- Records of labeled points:
(begin)
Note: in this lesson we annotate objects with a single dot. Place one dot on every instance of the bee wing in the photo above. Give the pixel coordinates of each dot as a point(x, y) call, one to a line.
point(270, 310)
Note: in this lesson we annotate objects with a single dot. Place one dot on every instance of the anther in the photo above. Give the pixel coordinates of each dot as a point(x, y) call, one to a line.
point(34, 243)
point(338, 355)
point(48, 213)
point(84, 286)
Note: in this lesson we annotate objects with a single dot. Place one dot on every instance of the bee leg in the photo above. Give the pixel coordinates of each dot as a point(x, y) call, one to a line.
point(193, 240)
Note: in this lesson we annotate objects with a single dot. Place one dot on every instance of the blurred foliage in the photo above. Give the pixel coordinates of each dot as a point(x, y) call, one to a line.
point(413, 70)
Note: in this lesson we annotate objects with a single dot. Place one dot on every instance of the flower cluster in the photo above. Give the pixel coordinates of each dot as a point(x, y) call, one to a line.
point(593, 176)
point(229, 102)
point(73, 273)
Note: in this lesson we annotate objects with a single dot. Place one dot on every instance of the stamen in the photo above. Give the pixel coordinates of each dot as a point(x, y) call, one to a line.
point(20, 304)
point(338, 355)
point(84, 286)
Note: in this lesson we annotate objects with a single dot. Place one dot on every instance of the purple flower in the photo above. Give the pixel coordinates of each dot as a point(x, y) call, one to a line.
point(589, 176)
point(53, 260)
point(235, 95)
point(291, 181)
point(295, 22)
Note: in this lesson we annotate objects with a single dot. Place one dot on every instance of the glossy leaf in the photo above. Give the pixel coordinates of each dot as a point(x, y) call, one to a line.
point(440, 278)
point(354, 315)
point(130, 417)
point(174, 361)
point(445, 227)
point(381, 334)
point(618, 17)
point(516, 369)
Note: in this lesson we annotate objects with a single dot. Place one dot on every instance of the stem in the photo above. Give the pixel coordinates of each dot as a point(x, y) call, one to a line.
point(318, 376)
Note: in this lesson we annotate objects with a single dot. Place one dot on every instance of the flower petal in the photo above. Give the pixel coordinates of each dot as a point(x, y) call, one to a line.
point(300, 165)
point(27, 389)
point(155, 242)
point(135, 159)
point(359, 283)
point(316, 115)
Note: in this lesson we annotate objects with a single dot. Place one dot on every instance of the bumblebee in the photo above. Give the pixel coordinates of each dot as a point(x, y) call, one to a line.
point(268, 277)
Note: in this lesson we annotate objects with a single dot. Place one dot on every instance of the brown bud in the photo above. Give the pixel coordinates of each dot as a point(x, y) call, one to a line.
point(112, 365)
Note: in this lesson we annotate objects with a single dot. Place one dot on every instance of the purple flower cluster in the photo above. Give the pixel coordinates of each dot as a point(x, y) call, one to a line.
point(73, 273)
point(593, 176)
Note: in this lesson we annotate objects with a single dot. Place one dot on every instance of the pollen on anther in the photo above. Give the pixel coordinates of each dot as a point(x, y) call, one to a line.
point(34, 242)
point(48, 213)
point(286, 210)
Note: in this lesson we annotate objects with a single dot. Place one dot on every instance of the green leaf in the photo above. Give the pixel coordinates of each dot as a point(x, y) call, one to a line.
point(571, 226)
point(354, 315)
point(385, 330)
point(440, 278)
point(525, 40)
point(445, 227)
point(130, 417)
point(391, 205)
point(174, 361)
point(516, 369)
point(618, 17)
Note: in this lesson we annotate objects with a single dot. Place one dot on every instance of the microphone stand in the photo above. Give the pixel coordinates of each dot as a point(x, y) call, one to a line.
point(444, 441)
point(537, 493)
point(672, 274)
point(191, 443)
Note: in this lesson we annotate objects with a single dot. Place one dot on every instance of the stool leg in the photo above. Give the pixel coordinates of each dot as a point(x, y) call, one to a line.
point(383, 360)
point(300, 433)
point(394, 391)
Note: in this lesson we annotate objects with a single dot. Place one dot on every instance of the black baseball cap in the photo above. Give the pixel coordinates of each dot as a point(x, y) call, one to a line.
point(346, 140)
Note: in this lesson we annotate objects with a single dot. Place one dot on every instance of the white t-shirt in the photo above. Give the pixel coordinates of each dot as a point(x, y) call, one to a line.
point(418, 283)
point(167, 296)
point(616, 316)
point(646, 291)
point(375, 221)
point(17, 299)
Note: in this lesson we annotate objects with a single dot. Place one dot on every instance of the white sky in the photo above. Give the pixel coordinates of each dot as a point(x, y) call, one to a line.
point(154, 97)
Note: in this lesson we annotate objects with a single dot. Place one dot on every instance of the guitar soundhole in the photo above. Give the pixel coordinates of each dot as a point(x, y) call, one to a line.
(end)
- What the task requires:
Copy all of the data above line for line, with no changes.

- Result of this task:
Note: in this lesson we annotate objects with a single dot. Place one dot on every instance of the bee wing in the photo above. Give the pixel coordinates of each dot as a point(x, y) call, one to a line.
point(270, 310)
Note: in this lesson we annotate objects with a single dot. Place one dot on every instance of the anther in the photo above. Give the pixel coordinates of each dot as a point(x, y) call, one to a line.
point(34, 243)
point(338, 355)
point(48, 213)
point(84, 286)
Note: in this lesson we annotate objects with a single dot. Place one dot on every instance of the bee leg in the photo above. Give the pixel coordinates of each dot as a point(x, y) call, one to a line.
point(193, 240)
Note: in this lesson we annotate objects with a single dot. Place one dot on every instance of the blurred foliage in the photo above. Give the pixel coordinates of each dot as a point(x, y) call, one to a line.
point(413, 70)
Note: in this lesson we annotate objects with a single dot. Place one dot on every instance of the flower cluster in the photo above. Give the pixel coordinates of each dot as a point(x, y) call, one to a line.
point(593, 176)
point(229, 102)
point(73, 273)
Note: in this lesson we annotate objects with a single dot. Place one dot on every instance of the stamen in the photo above. Give the pixel coordinates of each dot as a point(x, y) call, one to a line.
point(20, 304)
point(338, 355)
point(84, 286)
Note: in this lesson we annotate objects with a single dot. Place one dot on every instance of the purple flower in the photo above. Give the pixel coordinates of each dot as a point(x, y) call, one to a line.
point(589, 176)
point(53, 260)
point(235, 95)
point(291, 181)
point(295, 22)
Note: in this lesson we annotate objects with a single dot. Place one dot on every instance of the glossy leaf in the photo above. Give the pixel coordinates of each dot as a point(x, y) call, one to a line.
point(440, 278)
point(354, 315)
point(130, 417)
point(174, 361)
point(445, 227)
point(381, 334)
point(618, 17)
point(516, 369)
Note: in this lesson we annotate objects with a single dot. Place one dot on every instance of the stem in the photo above. Give the pixel coordinates of each dot as a point(x, y) call, one to a line.
point(318, 376)
Note: in this lesson we annotate objects with a single dot. Place one dot on every instance of the flower petal in the photo above. Give the pixel coordinates of each dot as a point(x, y) call, one to a line.
point(300, 165)
point(27, 389)
point(155, 242)
point(135, 159)
point(359, 283)
point(316, 115)
Note: in this lesson we annotate objects with a single dot. Place one dot on every instance of the bumblebee in the photo above. Give the pixel coordinates of each dot as a point(x, y) call, one to a line.
point(268, 277)
Note: in this lesson we annotate objects with a single dot. Place one dot on every instance of the brown bud in the photo above. Give the pixel coordinates of each dot as a point(x, y) call, one to a line.
point(112, 365)
Note: in this lesson we annotate objects with a single dot. Place one dot on every instance of the purple flower cluster in the photo above. Give the pixel coordinates of each dot as a point(x, y) call, one to a line.
point(73, 273)
point(593, 176)
Note: in this lesson we annotate objects with a single dot. Place one dot on every instance of the pollen on anther in the photo above. Give the pixel coordinates of each dot as a point(x, y) call, one to a line.
point(34, 242)
point(48, 213)
point(286, 210)
Note: in this lesson we annotate objects with a single dot. Place one dot on every instance of the green leaf in the photo above. Give the pixel coordinates of each dot as a point(x, y) call, one to a line.
point(571, 226)
point(354, 315)
point(385, 330)
point(440, 278)
point(525, 40)
point(445, 227)
point(130, 417)
point(391, 205)
point(174, 361)
point(516, 369)
point(618, 17)
Note: in this lesson we annotate objects with a single dot. Place one dot on every instance of the microphone stand in the photo above. Give the pixel coordinates of each dot as a point(x, y) call, one to a line.
point(444, 441)
point(537, 493)
point(672, 274)
point(191, 443)
Note: in this lesson we annotate objects with a single dot. Place one dot on every instance of the stool leg in the photo above. Give the pixel coordinates of each dot as a point(x, y) call, one to a line.
point(383, 360)
point(300, 433)
point(394, 391)
Note: in this lesson we annotate objects with a single dot. Place one dot on every instance of the black baseball cap in the photo above. Give the pixel coordinates of each dot as a point(x, y) call, one to a line.
point(346, 140)
Note: in this lesson we annotate objects with a single dot. Place one dot on every instance of the white t-shirt in the photo above. Give the pixel coordinates of each dot as a point(x, y) call, one to a line.
point(418, 283)
point(167, 296)
point(616, 316)
point(646, 291)
point(375, 221)
point(17, 299)
Note: in this lesson we annotate objects with a single dot. Place one dot on every instance of the white sky in the photo above. Give the pixel coordinates of each dot as a point(x, y) call, one to a line.
point(154, 97)
Note: in this lesson we annotate objects with a single dot. Place one dot on every instance of the guitar soundhole in the photo above. Give the pixel coordinates of each dot as a point(x, y) call, one to a line.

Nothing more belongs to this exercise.